» Okuma Parçası:

- - -

Tom Sawyer bir gün okula geç kalır. Öğretmen niçin geciktiğini sordu­ğunda, Huck isimli bir çocukla kavga ettiğini anlatır. Öğretmen Tom’u döver ve kızlara ayrılan sıralardan birine oturtur. Tom da, gidip Becky’nin yanına oturur. Silginin üzerine “seni seviyorum” diye yazar. Tom, derste aldığı ceza sonrası Becky ile tanışma fırsatı bulmuş ve Becky’nin yanına oturmuştur. Bir şekilde Becky’i etkilemiş ve onun gönlünü çalmıştır. Bu iki çocuk okul dışında da vakit geçirmeye başlamıştır. Tom Becky’e evlenme teklif etmiş ve kendilerince nişanlanmışlardır. Tom, eski sevgilisi Amy ile de nişanlandığını ağzından kaçırınca Becky, Tom’a çok sinirlenmiş ve onu yanından kovmuştur.

Canı sıkılan Tom gezerken kasabanın en sevilmeyen çocuğu Huck ile karşılaşır. Huck’ın elinde bir ölü kedi vardır. İki kafadar arkadaş olur ve ölü kedinin siğillerden kurtardığına inandıkları için de dolunay sırasında kedi ile beraber mezarlığa gitmeye karar verirler. Mezarlıktayken karanlıktan birtakım sesler duyarlar ve kasabanın en azılı haydutlarından olan Muf Potter’ı, Kızılderili Co’yu ve Doktor Robinson’u bir mezarı kazarken görürler. Haydutlar, Doktor Robinson’dan para isteyince kavga çıkar. Beklenmedik bir şekilde Kızılderili Co Potter’a vurur ve Potter bayılır. Co, doktoru kalbinden bıçaklar ve bıçağı Potter’ın eline tutuşturur. Potter uyandığında zaten sarhoş olmasının verdiği etkiden dolayı cinayeti kendisinin işlediğini kabul eder. Çok korkan çocuklar, olay yerinden koşarak kaçarlar.

- - -

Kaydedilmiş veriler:
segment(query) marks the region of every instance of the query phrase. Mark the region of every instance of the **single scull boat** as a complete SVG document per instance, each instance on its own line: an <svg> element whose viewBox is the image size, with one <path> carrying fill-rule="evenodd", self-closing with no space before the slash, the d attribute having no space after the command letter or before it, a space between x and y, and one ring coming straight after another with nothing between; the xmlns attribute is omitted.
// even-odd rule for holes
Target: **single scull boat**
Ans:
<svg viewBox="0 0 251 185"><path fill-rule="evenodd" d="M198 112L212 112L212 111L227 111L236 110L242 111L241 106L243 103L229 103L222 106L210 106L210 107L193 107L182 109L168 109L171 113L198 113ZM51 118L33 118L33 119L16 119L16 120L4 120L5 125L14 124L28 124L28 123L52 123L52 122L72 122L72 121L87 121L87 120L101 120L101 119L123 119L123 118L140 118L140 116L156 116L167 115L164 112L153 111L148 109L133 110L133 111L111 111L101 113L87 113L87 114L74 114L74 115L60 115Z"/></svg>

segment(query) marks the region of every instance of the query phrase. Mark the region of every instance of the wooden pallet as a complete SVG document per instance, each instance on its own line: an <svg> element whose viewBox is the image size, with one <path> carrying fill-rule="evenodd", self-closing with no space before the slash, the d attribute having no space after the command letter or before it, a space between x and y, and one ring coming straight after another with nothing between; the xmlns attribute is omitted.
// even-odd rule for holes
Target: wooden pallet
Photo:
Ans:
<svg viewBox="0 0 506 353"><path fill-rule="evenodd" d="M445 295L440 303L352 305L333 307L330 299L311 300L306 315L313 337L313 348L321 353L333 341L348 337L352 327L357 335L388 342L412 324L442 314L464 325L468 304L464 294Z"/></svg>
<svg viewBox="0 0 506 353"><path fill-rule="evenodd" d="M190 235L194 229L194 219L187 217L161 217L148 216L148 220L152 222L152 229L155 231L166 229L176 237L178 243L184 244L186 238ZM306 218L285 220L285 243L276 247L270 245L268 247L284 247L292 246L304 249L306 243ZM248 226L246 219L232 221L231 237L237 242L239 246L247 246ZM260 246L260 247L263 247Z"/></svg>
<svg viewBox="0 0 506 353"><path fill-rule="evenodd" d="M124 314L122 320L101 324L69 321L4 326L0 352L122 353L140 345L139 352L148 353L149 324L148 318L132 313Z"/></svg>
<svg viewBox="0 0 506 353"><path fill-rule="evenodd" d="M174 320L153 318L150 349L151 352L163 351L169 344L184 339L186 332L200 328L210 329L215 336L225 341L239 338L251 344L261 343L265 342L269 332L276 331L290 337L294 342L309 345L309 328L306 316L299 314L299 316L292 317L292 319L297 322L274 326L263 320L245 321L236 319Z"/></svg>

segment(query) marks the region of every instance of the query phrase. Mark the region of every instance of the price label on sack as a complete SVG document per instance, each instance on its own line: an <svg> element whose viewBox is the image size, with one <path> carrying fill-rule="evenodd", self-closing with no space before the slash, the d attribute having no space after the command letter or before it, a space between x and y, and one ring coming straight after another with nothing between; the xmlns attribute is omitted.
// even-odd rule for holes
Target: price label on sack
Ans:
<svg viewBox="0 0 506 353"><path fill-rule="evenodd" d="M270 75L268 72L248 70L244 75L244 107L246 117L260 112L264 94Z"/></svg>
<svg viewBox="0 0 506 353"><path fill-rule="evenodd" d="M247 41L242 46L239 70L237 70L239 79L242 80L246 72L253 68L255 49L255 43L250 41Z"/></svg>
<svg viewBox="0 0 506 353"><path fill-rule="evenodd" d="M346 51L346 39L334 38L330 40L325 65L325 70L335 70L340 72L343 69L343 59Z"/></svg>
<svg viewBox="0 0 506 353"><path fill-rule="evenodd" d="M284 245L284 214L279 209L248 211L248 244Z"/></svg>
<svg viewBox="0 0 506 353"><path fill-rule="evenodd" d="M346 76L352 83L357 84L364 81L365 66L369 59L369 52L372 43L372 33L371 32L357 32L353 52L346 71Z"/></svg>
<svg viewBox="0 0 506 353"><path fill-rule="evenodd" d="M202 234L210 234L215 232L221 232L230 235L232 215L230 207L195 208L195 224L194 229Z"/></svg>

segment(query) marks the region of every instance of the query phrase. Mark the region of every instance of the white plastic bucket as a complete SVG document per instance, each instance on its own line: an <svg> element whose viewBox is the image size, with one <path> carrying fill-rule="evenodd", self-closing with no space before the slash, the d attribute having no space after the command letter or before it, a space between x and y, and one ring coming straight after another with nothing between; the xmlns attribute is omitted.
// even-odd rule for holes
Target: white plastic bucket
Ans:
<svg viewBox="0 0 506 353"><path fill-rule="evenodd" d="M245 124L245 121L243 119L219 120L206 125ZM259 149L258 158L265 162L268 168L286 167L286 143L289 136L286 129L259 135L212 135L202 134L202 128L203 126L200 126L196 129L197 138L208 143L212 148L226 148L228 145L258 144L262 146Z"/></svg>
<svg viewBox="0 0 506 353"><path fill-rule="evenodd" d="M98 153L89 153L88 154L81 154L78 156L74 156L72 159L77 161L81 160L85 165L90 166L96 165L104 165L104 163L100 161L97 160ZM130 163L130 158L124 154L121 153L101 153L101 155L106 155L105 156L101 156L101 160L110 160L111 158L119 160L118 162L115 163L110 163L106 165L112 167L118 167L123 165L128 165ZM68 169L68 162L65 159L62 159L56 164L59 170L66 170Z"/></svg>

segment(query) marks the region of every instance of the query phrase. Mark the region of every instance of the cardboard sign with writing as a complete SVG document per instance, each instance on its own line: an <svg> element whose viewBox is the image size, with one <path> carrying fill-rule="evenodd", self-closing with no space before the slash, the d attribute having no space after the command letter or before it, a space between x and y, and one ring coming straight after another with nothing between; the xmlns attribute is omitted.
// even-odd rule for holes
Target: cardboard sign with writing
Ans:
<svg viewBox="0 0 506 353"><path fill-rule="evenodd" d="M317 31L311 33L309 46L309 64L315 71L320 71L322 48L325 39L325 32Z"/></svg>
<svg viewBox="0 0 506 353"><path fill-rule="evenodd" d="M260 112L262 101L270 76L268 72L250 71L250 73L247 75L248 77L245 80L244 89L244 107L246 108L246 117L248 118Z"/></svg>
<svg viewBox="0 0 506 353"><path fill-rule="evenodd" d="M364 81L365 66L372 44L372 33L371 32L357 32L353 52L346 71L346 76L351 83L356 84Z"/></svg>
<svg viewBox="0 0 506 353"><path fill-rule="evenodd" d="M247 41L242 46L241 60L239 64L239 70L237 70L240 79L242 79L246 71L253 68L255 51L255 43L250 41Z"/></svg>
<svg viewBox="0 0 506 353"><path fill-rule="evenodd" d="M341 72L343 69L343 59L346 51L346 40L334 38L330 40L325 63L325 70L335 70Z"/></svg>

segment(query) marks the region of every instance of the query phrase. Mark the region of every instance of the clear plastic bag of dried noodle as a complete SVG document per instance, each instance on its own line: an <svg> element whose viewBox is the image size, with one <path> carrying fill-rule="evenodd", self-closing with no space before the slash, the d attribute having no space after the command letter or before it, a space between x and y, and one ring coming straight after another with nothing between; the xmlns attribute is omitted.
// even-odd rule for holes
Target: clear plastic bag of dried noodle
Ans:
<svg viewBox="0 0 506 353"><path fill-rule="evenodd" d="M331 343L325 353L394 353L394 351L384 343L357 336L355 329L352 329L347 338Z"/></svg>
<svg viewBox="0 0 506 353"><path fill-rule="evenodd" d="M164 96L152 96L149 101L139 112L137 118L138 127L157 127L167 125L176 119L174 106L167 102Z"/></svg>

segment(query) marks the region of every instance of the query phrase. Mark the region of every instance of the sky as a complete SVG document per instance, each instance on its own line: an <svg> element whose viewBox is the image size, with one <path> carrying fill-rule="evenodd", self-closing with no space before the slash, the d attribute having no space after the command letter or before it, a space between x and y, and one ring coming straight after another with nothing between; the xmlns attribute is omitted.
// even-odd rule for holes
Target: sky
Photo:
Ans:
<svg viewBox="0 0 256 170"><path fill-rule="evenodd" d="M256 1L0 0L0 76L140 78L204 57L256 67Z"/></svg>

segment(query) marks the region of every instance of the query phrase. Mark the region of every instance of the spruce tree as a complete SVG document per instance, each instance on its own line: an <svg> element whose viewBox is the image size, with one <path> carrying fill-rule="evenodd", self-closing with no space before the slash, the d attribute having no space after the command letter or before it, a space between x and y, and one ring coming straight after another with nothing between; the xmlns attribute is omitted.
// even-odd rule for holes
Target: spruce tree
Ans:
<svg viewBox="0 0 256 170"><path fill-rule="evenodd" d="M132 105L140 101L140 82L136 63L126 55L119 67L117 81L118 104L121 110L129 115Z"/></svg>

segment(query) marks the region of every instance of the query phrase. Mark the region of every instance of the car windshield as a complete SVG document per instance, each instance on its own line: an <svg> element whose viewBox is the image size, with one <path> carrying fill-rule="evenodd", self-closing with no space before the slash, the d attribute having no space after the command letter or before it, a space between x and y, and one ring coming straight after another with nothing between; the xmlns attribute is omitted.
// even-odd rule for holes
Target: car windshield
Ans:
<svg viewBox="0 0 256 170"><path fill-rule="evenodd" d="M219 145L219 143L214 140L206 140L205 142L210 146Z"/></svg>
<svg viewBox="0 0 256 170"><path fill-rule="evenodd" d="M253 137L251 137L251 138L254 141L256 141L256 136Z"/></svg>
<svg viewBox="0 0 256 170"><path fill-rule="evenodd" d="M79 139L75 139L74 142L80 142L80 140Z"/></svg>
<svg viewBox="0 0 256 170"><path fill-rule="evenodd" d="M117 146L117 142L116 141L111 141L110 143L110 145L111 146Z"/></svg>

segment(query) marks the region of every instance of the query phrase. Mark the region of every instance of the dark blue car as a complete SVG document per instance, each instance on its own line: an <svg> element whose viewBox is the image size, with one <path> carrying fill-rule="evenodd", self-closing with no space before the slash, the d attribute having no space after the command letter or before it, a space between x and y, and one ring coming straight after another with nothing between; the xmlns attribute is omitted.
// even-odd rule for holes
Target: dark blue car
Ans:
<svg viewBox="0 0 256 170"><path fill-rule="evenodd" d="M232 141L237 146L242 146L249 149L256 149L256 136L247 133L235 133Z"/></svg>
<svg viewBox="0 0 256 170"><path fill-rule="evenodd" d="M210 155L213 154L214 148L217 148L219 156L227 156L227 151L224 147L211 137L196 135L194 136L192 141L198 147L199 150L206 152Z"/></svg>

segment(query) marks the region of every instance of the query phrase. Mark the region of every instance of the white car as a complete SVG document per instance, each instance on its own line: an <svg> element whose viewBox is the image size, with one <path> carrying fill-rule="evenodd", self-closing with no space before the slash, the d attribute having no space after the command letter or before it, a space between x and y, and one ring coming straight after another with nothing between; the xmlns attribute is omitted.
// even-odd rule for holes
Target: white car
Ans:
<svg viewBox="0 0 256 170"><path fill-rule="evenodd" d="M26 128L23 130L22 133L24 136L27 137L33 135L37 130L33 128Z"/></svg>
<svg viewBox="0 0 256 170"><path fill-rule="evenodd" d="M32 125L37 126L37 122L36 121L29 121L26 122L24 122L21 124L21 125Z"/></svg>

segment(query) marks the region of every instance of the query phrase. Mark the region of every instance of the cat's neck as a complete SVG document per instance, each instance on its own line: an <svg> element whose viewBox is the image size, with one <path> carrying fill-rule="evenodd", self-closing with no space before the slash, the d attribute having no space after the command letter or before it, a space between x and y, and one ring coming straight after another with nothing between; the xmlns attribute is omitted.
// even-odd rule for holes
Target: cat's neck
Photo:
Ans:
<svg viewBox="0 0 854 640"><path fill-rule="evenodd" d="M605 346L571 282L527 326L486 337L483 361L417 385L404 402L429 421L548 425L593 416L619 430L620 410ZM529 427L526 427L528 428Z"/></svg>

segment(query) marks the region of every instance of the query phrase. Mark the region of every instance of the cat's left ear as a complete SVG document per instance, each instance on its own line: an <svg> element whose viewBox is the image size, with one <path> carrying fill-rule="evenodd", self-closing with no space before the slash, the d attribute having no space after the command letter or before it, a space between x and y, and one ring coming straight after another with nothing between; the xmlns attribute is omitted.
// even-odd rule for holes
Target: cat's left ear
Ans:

- - -

» Görevler:
1. Tom Sawyer'la ilgili okuma parçasındaki "Çok korkan çocuklar, olay yerinden koşarak kaçarlar." cümlesini İngilizceye çevirin.
2. Tom Sawyer'la ilgili okuma parçasını kaldığı yerden sürdürün.
Materyalin buradaki işle hiçbir ilgisi yoktur.

» Çözümler:
1. The terrified children run away from the scene.

2.
Tom evde mutlu değildir. Becky ile aralarının da bozuk olması iyice canını sıkmaktadır. Tom, buralardan uzaklaşmayı ve büyük bir adam olmayı kafasına koymuştur. Huck ile beraber korsan olmaya karar verirler. Tom’un kankası olan Joe Harper’ı da yanlarına alarak gece yarısı adaya doğru sandalla yola çıkarlar. Günlerin geçmesi üzerine bütün kasaba bu çocukların nehirde boğulduğuna inanmış ve büyük bir üzüntü içinde cenaze töreni düzenlemeye karar vermişlerdir.

Tom, arkasından kimin ne kadar üzülmüş olduğuna merak eder ve bir gece yarısı eve gider. Teyzesinin harap haline çok üzülen Tom adaya döner ve ada şartlarından bıkmış olan üç çocuk geriye dönmeye karar verirler. Pazar günü kilisede düzenlenen cenaze törenine giderler. Önce herkes çok sevinir fakat daha sonra çok kızarlar.

Tom okulda çok havalı olur ve herkes ona saygı duymaya başlar. Bir kişi hariç, bu kişi Becky’den başkası değildir. Becky, Tom‘un Amy ile olan yakın ilişkisini kıskanır ve o da başka bir çocuk ile yakınlaşmaya başlar. Tüm bunlar olurken de bir yandan Muf Potter’ın davası görülür. Muf Potter’a hapiste de yardım etmeye çalışan Tom vicdanına yenilir. Hayatını tehlikeye atarak mahkemede gördüğü her şeyi anlatır. Kızılderili hakkında ölüm kararı verilir fakat Kızılderili kaçar. Tom’un korkulu günleri başlamıştır. Tom geceleri katil korkusundan kâbuslar görmektedir.

Bu olayın ardından Tom kasabada kahraman muamelesi görür. Tom rahat durmaz ve arkadaşı Huck ile beraber hazine aramak için bir harabeye girerler. Harabenin içinde yabancı olmayan bir sima ile karşılaşırlar. Kızılderili Joe ve bir arkadaşı perişan bir kılıkta altınlarını ve paralarını gömmek için harabeye gelirler. Saklanan çocuklar Joe’nın altınlarını almaya karar verirler.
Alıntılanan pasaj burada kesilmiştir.